[Items listed in a dataset]

- - - -

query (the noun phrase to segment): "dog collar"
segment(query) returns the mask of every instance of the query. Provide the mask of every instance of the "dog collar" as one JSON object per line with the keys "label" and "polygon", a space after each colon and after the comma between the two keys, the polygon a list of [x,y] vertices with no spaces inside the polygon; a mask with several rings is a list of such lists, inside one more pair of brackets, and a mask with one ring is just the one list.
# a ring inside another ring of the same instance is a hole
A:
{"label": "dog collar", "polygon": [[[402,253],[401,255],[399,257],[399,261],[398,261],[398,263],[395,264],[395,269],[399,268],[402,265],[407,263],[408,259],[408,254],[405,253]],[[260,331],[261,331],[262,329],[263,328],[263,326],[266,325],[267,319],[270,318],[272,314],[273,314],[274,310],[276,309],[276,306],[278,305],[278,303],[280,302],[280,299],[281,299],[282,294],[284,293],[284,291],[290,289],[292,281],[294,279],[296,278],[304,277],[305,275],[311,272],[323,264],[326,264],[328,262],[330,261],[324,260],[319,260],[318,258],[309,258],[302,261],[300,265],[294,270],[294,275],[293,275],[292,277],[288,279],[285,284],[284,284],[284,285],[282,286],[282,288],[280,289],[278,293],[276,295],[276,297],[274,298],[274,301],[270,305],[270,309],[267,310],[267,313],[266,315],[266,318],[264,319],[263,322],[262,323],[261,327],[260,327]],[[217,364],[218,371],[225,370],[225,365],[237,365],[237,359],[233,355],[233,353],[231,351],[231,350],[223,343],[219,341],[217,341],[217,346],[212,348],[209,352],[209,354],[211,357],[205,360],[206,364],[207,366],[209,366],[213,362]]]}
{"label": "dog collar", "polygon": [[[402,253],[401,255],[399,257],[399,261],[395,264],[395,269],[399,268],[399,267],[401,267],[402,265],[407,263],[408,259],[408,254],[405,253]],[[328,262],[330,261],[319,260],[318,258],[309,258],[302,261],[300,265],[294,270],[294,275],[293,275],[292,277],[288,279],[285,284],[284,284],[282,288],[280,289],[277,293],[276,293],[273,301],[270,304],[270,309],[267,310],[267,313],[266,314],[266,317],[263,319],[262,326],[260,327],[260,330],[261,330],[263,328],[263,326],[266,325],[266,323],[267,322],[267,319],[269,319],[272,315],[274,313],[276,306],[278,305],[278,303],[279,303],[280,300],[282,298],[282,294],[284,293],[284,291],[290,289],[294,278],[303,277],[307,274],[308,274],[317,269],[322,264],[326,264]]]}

- - - -

● What is expected:
Render the stretch from the start of the entries through the line containing "segment(query) returns the" as a numbered list, leaving out any blank lines.

● Exercise response:
1. query (the noun phrase to segment): "dog collar"
2. segment(query) returns the mask of every instance of the query. Provide the mask of every instance of the "dog collar" as one JSON object per line with the keys "label" and "polygon", a space after each colon and after the comma between the two keys, the polygon a list of [x,y] vertices with no spaces inside the polygon; a mask with several rings is a list of such lists, inside one more pair of brackets, and a mask with one ring is just the one list.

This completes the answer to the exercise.